====== EXCERPT TO READ

Liverpool might once have been second only to London as the country’s – one of the world’s, in fact – most important ports, but the age of containerisation washed away the old order.

London was supplanted by Felixstowe and the north of the UK lost the vast majority of its deepsea calls. The box economies of scale demanded minimum sailing distances.

So I was surprised to see almost $500m being spent on Liverpool-2 to create a terminal with 854 metres of quay, patrolled by eight giant quay cranes capable of working 60 metres out and a semi-automated yard. It would also boast a 16.5 metre-deep berth pocket, some 62 metres wide, but… with an approach channel depth of only eight metres, Chart Datum (CD).

Surely some mistake? Will it really be capable of handling 13,000teu vessels?

It transpires not. The tidal rise above CD is a minimum of 7.5 metres (at high-water). With 10% under-keel clearance, it could accommodate a ship with a draught of 14 metres, and due to its northerly location it would likely need to be either first or last port of call in a European rotation – and therefore the vessel would likely always be at its deepest draught.

I would suggest that, conservatively, 10,000teu will be the “Liverpool2-max”.

What about the economics of operating such a large vessel in the port?

Assuming that a call would only make economic sense if it were to exchange 2,000 containers and, additionally, that ports in Europe usually struggle to achieve more than 27 moves per quay crane per hour sustainably, then it would take six cranes to turn it within one tide. A vessel of this size should probably budget for 23-hour port stays, as well as expect some delays on arrival such as waiting for sufficient tidal rises, which may be up to six hours.

With these considerations in mind, is Liverpool “too north”? Vessels crossing the North Atlantic with calls at other major North European ports on their schedules would need one additional day of “slow-steaming”. In contrast, for vessels entering the Channel from the south, this would increase to one and half days, with the result that several days are now being added to the round-trip rotation.

However, in these days of slow-steaming and “flexible” transit times, coupled with huge schedule buffers, let’s wildly assume that for some services this is possible without adding ships or other massive costs. The cost to the shipping line will increase simply based on additional fuel consumption.

The Irish Sea is presently outside of the North European emission control area (ECA), so vessels can still burn the cheap and dirty oil, but in reality this is not sustainable, so better to assume the use of low-sulphur oil in calculations, at the higher costs for “premium” fuels.

============
====== SUPPLIED DATA

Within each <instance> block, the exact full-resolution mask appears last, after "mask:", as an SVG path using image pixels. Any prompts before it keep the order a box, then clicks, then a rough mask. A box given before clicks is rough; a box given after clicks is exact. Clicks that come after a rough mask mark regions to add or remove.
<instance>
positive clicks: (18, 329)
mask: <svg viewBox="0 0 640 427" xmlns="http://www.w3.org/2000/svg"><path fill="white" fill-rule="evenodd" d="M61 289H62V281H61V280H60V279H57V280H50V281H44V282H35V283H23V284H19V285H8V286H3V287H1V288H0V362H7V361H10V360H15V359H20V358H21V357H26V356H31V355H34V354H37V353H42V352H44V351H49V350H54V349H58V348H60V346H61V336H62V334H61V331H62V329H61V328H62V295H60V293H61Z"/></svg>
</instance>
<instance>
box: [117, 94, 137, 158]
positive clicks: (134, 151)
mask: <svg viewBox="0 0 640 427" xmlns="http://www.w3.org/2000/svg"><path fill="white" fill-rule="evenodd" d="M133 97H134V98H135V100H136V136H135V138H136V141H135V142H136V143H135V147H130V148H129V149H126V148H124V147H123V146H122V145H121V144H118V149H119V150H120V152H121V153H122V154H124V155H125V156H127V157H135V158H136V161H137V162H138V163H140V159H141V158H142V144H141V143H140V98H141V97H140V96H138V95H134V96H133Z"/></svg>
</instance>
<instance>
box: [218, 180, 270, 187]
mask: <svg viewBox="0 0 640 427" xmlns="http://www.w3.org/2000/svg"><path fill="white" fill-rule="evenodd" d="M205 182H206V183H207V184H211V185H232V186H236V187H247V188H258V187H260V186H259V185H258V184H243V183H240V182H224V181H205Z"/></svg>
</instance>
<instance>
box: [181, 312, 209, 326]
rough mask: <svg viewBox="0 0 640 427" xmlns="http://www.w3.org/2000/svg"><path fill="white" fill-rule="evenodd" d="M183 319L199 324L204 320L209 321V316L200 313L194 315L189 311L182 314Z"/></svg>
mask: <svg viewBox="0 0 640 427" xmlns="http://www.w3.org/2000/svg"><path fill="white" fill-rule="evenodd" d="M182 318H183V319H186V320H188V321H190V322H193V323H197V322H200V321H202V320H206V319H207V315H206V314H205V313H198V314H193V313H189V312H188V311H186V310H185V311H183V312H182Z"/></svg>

============

▶ WHAT TO DO:
1. Decide whether each statement agrees with the text on the Liverpool-2 terminal, answering yes or no and quoting the deciding words: (a) The approach channel to Liverpool-2 has a depth of eight metres at Chart Datum. (b) The text concludes that Liverpool-2 will be able to handle 13,000teu vessels. (c) The Irish Sea lies inside the North European emission control area.
2. From the text on the Liverpool-2 terminal, list every measurement given in metres, together with what each one measures.

▶ RESPONSES IN ORDER:
1.
(a) Yes: "with an approach channel depth of only eight metres, Chart Datum (CD)"
(b) No: "It transpires not."
(c) No: "The Irish Sea is presently outside of the North European emission control area (ECA)"

2.
- 854 metres: length of quay
- 60 metres: how far out the quay cranes can work
- 16.5 metres: depth of the berth pocket
- 62 metres: width of the berth pocket
- eight metres: approach channel depth, Chart Datum (CD)
- 7.5 metres: minimum tidal rise above CD (at high-water)
- 14 metres: draught of a ship that could be accommodated with 10% under-keel clearance